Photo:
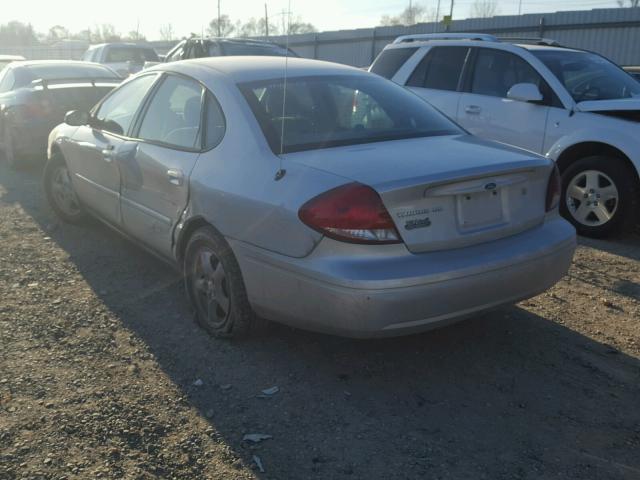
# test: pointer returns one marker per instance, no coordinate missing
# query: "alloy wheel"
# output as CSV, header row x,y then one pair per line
x,y
592,198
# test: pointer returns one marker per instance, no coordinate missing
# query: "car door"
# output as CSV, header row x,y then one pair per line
x,y
90,153
155,175
437,78
485,109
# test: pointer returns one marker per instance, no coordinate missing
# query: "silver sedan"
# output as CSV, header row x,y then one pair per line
x,y
312,194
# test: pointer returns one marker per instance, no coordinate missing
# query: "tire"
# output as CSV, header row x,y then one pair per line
x,y
600,196
215,286
59,191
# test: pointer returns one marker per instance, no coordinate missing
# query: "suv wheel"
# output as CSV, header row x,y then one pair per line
x,y
59,191
600,196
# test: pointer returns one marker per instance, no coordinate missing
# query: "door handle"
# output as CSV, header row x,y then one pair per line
x,y
175,176
107,153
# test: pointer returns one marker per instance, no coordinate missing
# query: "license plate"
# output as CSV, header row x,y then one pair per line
x,y
478,210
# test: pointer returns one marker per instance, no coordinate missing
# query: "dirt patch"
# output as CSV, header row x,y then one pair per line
x,y
103,374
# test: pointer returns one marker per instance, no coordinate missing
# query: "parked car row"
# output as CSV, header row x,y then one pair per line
x,y
328,198
575,107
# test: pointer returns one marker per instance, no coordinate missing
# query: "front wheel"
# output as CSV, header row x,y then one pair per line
x,y
60,193
215,286
600,196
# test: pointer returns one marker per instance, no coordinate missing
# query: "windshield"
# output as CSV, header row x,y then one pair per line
x,y
588,76
128,54
331,111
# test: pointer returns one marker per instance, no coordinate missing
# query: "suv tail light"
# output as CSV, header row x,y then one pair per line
x,y
350,213
553,189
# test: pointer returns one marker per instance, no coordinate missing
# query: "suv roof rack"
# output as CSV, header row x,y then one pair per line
x,y
446,36
485,37
530,41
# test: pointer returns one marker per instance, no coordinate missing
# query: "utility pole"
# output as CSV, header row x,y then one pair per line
x,y
219,34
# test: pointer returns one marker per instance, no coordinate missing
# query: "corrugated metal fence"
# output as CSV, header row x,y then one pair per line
x,y
613,32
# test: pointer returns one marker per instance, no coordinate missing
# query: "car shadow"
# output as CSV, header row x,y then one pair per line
x,y
507,394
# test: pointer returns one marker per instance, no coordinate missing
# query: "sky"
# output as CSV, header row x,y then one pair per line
x,y
188,16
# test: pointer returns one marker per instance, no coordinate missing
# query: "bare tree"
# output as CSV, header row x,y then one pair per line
x,y
487,8
227,28
166,32
409,16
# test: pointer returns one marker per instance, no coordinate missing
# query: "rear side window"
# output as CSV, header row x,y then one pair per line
x,y
174,113
440,69
497,71
390,61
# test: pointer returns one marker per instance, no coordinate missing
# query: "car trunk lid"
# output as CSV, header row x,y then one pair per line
x,y
446,192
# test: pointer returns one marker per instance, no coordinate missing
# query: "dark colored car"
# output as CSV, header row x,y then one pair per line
x,y
633,71
219,47
34,97
125,58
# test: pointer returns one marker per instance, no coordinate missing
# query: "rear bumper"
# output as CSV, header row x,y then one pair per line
x,y
393,292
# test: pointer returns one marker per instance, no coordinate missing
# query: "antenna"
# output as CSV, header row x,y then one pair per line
x,y
281,172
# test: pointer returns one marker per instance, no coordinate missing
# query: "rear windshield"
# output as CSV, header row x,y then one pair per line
x,y
330,111
588,76
258,50
26,75
129,54
390,61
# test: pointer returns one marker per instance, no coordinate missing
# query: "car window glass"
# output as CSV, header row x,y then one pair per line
x,y
390,61
116,113
135,55
215,123
496,71
176,54
174,113
440,69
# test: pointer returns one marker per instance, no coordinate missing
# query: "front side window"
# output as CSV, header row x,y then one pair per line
x,y
390,61
496,71
174,114
588,76
440,69
330,111
7,79
117,111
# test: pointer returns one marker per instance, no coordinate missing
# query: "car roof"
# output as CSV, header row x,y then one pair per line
x,y
252,68
478,43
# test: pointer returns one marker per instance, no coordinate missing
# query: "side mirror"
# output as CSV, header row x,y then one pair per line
x,y
525,92
76,118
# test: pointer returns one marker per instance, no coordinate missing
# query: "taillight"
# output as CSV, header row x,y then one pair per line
x,y
553,190
350,213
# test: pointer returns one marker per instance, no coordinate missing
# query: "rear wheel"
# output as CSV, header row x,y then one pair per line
x,y
215,286
600,196
59,191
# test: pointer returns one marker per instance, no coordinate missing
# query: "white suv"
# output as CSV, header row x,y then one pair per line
x,y
574,106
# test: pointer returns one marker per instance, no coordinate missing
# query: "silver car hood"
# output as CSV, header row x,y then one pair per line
x,y
396,164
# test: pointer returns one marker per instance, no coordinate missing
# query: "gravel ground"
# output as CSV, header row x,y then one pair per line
x,y
103,374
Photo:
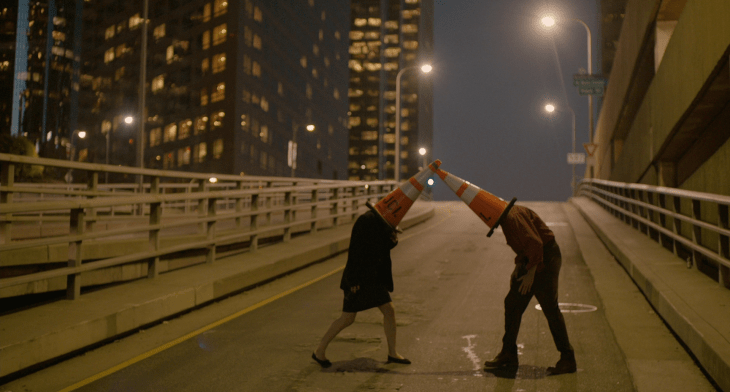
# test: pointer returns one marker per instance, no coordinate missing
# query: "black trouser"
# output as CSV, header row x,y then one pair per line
x,y
545,289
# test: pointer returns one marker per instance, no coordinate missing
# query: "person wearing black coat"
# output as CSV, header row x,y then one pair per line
x,y
366,282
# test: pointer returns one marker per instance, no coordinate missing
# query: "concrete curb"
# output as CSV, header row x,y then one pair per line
x,y
688,301
35,337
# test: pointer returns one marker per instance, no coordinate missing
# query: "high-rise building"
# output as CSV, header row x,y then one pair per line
x,y
230,84
387,36
38,70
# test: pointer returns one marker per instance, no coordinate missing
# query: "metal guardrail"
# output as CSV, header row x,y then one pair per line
x,y
248,206
694,225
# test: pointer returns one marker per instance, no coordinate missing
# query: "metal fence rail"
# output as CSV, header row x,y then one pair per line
x,y
693,225
209,210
══════════════════════════════
* The problem:
Exact copies of all the entries are needed; output them without the pictures.

* Solution:
Photo:
# test: pointer returns one marker per instance, no coordinate missing
# query: "alloy wheel"
# output as CSV, header row x,y then one pair per line
x,y
592,198
# test: pointer returns one marker per instance, no coordinate missing
# query: "car door"
# output as CSV, header row x,y then one pair per line
x,y
90,153
155,175
437,78
485,109
# test: pointer returns one marker per instance, no coordinate missing
# query: "silver sedan"
# output as CSV, header row x,y then one pair per line
x,y
312,194
# test: pointer returns one marker per instance, no coordinate missing
# query: "tire"
# output as CSV, header row x,y then one pair per line
x,y
600,196
215,286
59,191
# test: pointer returns one marker per instance, no coordinate missing
# query: "suv wheel"
# output as CSV, header row x,y then one pair per line
x,y
59,191
600,196
# test: pointer returns one marker per instance, no coordinate missing
# query: "door handle"
# output as CSV, header row x,y then one pair per line
x,y
175,176
107,153
# test: pointer returns one marker per instance, no coordinate missing
# query: "license plate"
# output as CSV, header row x,y then one pair per line
x,y
478,210
# test: pointer returns one marker per instance, no coordinate missing
# query: "dirt patch"
# output as CSV, header row x,y then one pair per line
x,y
103,374
# test: pointer returns one marker per instance, no coordinate missing
# query: "parked car row"
# output as CSV, header row x,y then one pair per line
x,y
328,198
575,107
# test: pointer returns one marker per instance, no coordinate missing
# query: "front wheel"
# output as CSV, header row x,y then one pair per line
x,y
60,193
215,286
600,196
# test: pointer returns one marker per instance, no coordinate missing
# query: "windshield"
# output as CSV, header row x,y then one pair per line
x,y
588,76
128,54
331,111
# test: pointer returns one marker per instance, no coordinate missing
# query: "suv tail light"
# output as CSV, header row x,y then one pair per line
x,y
350,213
553,189
# test: pointer returns one marker per instance, no coordinate missing
# query: "suv roof rack"
# output as CSV, header row x,y then one pair per line
x,y
446,36
485,37
530,41
# test: pointer returns one marker per instance, no coordinate missing
# query: "utility pole"
# output as CSV, header row x,y then one pair per line
x,y
219,34
# test: pointer returns one marker per instance, no coordinate missing
# query: "corrugated metal fence"
# output as CSV, header row x,y then one pair per line
x,y
613,32
# test: pointer returns one marker per instance, no coordinate missing
# query: "car shadow"
# output as CSV, header row x,y then one pair per line
x,y
507,394
# test: pointer returns one marker per instance, no coordinate missing
# query: "sky"
# output as CSV, header row x,y then one pair per line
x,y
188,16
# test: pointer returns one marker per instance, no coordinate missing
# query: "bare tree"
# output as CSV, header row x,y then one pair per line
x,y
487,8
227,28
166,32
409,16
# test: pointer returns one marker per instance, no coordinate missing
# query: "rear side window"
# output as CSV, header row x,y then one pair per line
x,y
174,113
440,69
497,71
390,61
# test: pointer returns one marker per instance, no coordinate missing
# query: "car trunk lid"
# output as CSV, header row x,y then one pair per line
x,y
446,192
# test: pointer returns one marker per instance, no coordinate missing
# query: "dark colored car"
# output as CSV, header row x,y then one pair per line
x,y
633,71
219,47
34,97
125,58
# test: pointer returns one marker per instance, no coordinate missing
# query: "rear bumper"
# output as CSV, header row x,y then one pair per line
x,y
393,292
# test: pointer returns one marker per instance, no coordinate missing
# query: "antenna"
# output as CSV, header row x,y then one pair per line
x,y
281,172
# test: pointer returns one marker per instance, no coordinate missing
# query: "rear windshield"
# output as CSV, header row x,y then one pair per line
x,y
330,111
588,76
258,50
26,75
129,54
390,61
# test: pointer returns one marker per instance, no coordinate missing
# query: "car window glass"
# output as CSV, header row x,y then one pair per line
x,y
390,61
116,113
135,55
215,123
496,71
176,54
174,113
440,69
# test: pointer returns one marker per instance, no coordinate missing
# query: "front side window"
# output as CSV, header row x,y then one pair per line
x,y
390,61
496,71
174,114
588,76
440,69
330,111
7,79
117,111
# test: pointer returns one marker per instance, no coordinate missing
# query: "car roof"
# output as CSV, header row x,y then one pair per line
x,y
252,68
478,43
# test: pointer returns one marker per instance, no coordinate missing
# query: "side mirror"
# output as CSV, header row x,y then one pair per line
x,y
525,92
76,118
# test: pointer returns one marker per instance, no coordinate missing
# query: "taillight"
# output as CSV, header row x,y then one pair per line
x,y
553,190
350,213
# test: pointer returns one marker per instance, no coordinate missing
# query: "rear wheel"
# output as CSV, header row x,y then one pair per line
x,y
215,286
600,196
59,191
# test: pointer returns one marker per instance, no coordinate missing
# query: "white suv"
# output as CSV, header row x,y then one pair per line
x,y
574,106
# test: pointer returns one marker per instance, no coordinate missing
# query: "silver car hood"
# output as CSV, header row x,y then one pair per line
x,y
396,164
# test: pointer returns one marker per instance, no coordinate missing
# query: "gravel ground"
# output as CSV, header row x,y then one pair per line
x,y
103,374
Photo:
# test: pointer returns one marker per instance, no coordinate missing
# query: "black trouser"
# output as CSV, header row x,y then one pair per line
x,y
545,289
# test: pointer returns one marker per instance, no coordinate missing
# query: "person wearing black coat"
# output as CSV, header row x,y then one pair per line
x,y
366,282
# test: pointer returns one marker per instance, no coordinate missing
# query: "concrete curb"
# output as CSV, header row x,y then one pair per line
x,y
688,301
35,337
# test: pointer returns one marker per instance, no coordinate missing
# query: "high-rise building"
# output as CSV, header row x,y then one pair per line
x,y
230,84
387,36
38,70
# test: pointer returns one marker per instance, no coordinate missing
# query: "metal guardrail"
# output as CSV, header row x,y then one pair per line
x,y
248,206
694,225
# test: pointer returns one marker per instance, no coordinate missing
# query: "metal fence rail"
# output as CSV, header row x,y then one pair per line
x,y
693,225
209,210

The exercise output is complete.